++++ Text provided ++++

GeoFormer

Official PyTorch implementation of Structured Invariance for Vision Backbones: A Geometric Route to MetaFormer.

Overview

Invariance has long been a foundational prior in vision, but its role in modern vision backbones under scaling laws has become increasingly ambiguous. In practice, it is often learned implicitly through data, augmentation, and scale, while making it explicit is commonly viewed as restricting representational flexibility.

This paper studies the role of invariance in vision backbones through a geometric route to MetaFormer, centered on two questions: where invariance should reside in vision backbones, and whether explicit invariance can yield gains under scaling.

To answer these questions, we extend the theory of moments and moment invariants to modern backbones by formulating a unified learnable framework for global, local, and hierarchical invariance, in which the role of learnable operators becomes analytically explicit.

Within this framework, we establish a classification theorem showing that, under suitable assumptions, every admissible continuous local linear operator with scalar-like channels reduces to shared pointwise 1x1 convolution. This result reveals a principled role for 1x1 convolution in geometry-compatible learning.

Because the admissible operator is spatially blind, geometric structure must be maintained through the interaction of two roles throughout the hierarchy: geometry-aware spatial operators and generic pointwise channel operators. This compositional pattern provides a geometric interpretation of the MetaFormer decomposition into spatial and channel mixing.

++++ Given data ++++

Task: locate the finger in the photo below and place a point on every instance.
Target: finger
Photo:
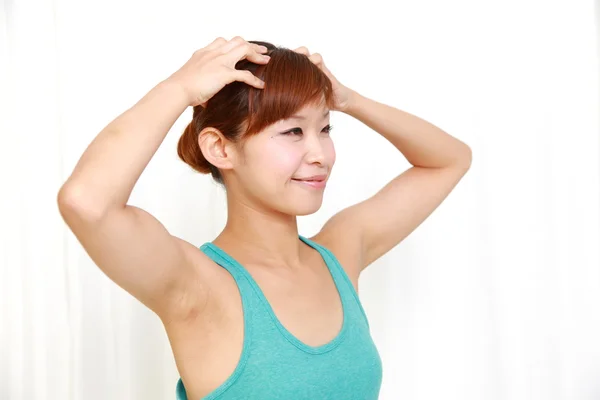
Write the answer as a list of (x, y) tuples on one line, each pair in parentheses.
[(302, 50), (233, 43), (237, 41), (248, 77), (316, 58), (218, 42), (245, 50)]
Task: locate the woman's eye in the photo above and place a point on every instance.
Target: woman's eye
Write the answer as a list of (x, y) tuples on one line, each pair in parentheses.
[(293, 132)]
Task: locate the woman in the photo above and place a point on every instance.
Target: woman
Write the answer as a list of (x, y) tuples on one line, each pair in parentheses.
[(260, 312)]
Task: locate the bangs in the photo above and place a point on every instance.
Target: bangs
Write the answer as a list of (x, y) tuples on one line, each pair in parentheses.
[(292, 82)]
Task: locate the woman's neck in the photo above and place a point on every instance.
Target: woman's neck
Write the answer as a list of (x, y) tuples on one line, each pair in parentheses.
[(261, 236)]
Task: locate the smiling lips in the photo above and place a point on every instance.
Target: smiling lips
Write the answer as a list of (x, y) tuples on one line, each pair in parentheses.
[(315, 181)]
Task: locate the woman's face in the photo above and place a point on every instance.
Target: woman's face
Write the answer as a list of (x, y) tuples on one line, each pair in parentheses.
[(286, 166)]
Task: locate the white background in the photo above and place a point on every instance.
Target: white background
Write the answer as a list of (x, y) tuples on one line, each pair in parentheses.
[(496, 296)]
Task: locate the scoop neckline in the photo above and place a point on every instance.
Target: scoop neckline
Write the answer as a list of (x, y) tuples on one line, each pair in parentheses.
[(333, 343)]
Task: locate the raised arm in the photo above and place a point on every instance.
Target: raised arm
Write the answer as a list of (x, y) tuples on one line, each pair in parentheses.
[(129, 245)]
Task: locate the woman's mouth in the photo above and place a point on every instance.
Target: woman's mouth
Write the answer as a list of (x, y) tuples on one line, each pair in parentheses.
[(316, 182)]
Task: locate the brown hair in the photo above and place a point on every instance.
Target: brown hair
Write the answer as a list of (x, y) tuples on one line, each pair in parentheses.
[(292, 81)]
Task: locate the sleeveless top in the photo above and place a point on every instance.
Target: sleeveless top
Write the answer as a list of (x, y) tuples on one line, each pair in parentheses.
[(274, 364)]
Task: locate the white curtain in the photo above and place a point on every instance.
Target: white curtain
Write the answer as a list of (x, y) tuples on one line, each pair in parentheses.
[(496, 296)]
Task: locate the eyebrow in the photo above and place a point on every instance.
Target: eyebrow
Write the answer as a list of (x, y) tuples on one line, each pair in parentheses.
[(303, 117)]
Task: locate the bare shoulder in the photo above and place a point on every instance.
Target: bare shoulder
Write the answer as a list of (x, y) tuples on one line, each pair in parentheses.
[(202, 297), (344, 245)]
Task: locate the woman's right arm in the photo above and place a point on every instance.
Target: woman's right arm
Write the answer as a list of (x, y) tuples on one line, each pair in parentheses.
[(128, 244)]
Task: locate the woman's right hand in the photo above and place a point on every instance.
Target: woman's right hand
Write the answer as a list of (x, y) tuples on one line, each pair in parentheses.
[(212, 67)]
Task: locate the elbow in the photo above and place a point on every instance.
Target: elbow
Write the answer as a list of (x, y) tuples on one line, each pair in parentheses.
[(73, 203)]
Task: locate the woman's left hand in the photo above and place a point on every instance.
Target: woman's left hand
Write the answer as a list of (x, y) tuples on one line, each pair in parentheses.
[(341, 94)]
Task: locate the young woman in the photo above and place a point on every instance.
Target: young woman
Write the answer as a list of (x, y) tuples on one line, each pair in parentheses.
[(260, 312)]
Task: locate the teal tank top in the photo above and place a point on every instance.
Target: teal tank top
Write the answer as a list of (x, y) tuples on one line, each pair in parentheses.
[(274, 364)]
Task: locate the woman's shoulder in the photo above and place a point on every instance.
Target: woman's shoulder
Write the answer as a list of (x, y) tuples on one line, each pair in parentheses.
[(344, 247)]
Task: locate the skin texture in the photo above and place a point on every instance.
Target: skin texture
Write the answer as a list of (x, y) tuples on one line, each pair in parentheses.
[(198, 301)]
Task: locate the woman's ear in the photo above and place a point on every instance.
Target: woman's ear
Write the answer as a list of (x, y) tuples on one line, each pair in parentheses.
[(216, 148)]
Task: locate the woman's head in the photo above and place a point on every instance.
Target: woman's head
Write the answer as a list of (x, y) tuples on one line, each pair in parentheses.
[(260, 142)]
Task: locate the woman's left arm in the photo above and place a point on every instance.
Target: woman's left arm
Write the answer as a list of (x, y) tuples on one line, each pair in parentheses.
[(439, 163)]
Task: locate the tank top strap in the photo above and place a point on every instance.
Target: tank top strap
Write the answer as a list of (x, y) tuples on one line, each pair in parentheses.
[(339, 274)]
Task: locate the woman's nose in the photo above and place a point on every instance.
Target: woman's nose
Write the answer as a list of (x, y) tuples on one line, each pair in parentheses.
[(315, 150)]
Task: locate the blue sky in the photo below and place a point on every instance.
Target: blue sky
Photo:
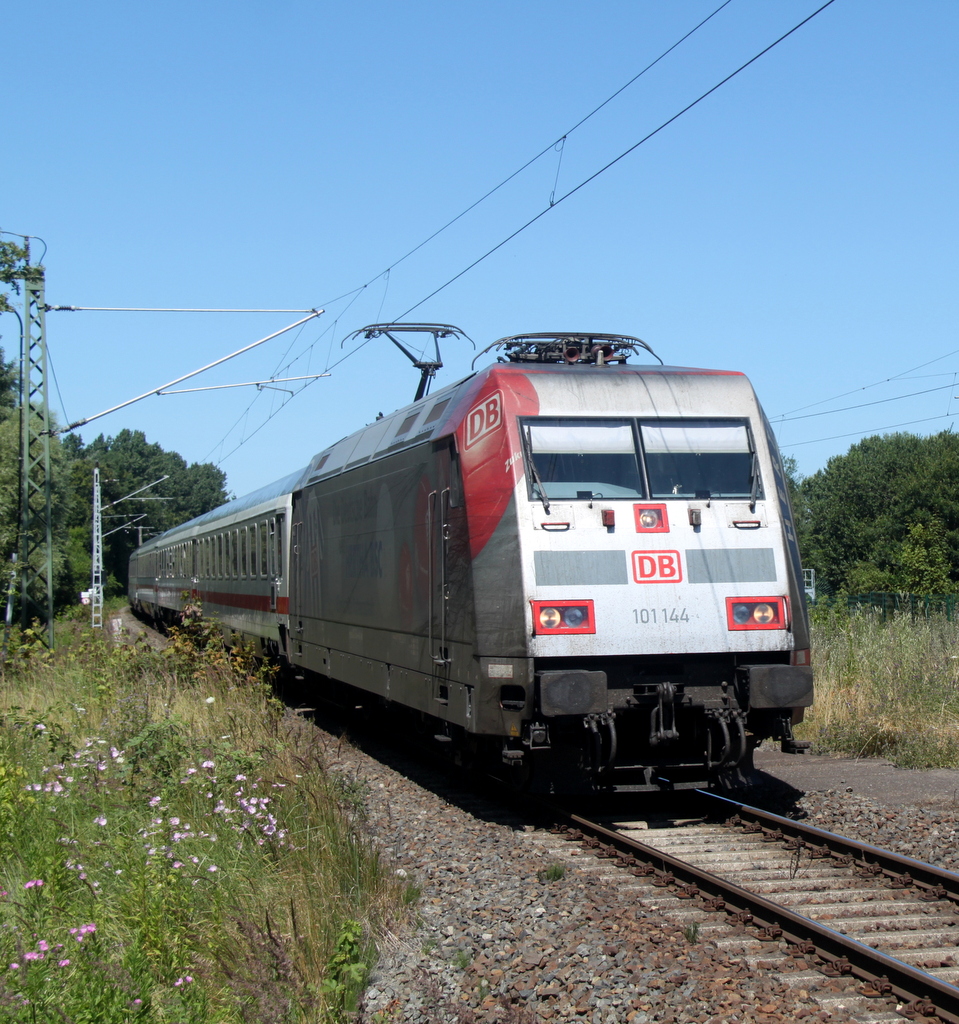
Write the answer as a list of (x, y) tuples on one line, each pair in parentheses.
[(798, 224)]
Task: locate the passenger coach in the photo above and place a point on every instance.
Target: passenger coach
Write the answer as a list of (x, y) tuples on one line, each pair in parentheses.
[(575, 570)]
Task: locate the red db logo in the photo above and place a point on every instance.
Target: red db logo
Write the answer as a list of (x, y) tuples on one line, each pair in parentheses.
[(657, 566), (484, 418)]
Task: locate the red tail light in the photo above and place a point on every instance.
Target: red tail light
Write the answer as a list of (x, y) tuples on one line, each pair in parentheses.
[(552, 617), (756, 613)]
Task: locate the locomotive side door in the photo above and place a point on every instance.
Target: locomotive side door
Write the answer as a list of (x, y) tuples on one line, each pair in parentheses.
[(437, 571)]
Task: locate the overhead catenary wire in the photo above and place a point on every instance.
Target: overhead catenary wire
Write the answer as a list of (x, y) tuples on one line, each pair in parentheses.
[(167, 309), (865, 387), (561, 139), (865, 404), (874, 430), (615, 161), (553, 203)]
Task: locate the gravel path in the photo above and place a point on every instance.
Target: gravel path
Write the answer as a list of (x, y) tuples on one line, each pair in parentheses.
[(517, 929)]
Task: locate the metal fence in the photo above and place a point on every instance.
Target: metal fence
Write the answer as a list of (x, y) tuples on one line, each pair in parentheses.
[(918, 605)]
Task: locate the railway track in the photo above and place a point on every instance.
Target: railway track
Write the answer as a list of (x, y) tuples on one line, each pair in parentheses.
[(845, 908)]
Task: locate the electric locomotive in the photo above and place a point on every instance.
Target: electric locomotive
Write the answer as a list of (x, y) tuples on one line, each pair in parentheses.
[(575, 570)]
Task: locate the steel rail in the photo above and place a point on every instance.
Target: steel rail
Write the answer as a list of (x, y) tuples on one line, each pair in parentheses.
[(925, 992), (911, 871)]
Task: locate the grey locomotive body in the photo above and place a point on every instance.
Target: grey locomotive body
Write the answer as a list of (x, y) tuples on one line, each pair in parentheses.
[(582, 572)]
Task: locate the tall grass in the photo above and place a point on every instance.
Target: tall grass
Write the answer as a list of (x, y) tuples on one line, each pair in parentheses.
[(885, 687), (171, 849)]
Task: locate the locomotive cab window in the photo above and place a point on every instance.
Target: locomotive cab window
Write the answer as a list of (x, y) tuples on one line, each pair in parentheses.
[(699, 459), (584, 459)]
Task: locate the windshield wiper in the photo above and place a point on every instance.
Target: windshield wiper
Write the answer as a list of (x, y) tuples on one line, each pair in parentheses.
[(532, 468)]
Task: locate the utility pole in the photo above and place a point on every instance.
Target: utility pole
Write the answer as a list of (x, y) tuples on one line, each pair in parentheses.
[(96, 581), (36, 537)]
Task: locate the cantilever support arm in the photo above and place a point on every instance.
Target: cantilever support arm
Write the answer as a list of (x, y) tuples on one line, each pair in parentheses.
[(163, 387)]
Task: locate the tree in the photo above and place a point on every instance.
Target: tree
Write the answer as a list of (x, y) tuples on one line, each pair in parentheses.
[(127, 463), (885, 515)]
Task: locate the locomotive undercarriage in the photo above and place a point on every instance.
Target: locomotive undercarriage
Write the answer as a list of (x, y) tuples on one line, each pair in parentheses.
[(649, 724)]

++++

Required actions ->
a) In the GeoFormer overview, from "Official PyTorch implementation" to "gains under scaling.", switch "MetaFormer" to "GeoFormer" and write out that stretch.
b) Tally the lines of the listing that contain the string "grey", and reply with the number alone.

Results in order ->
a)
Official PyTorch implementation of Structured Invariance for Vision Backbones: A Geometric Route to GeoFormer.

Overview

Invariance has long been a foundational prior in vision, but its role in modern vision backbones under scaling laws has become increasingly ambiguous. In practice, it is often learned implicitly through data, augmentation, and scale, while making it explicit is commonly viewed as restricting representational flexibility.

This paper studies the role of invariance in vision backbones through a geometric route to GeoFormer, centered on two questions: where invariance should reside in vision backbones, and whether explicit invariance can yield gains under scaling.

b) 2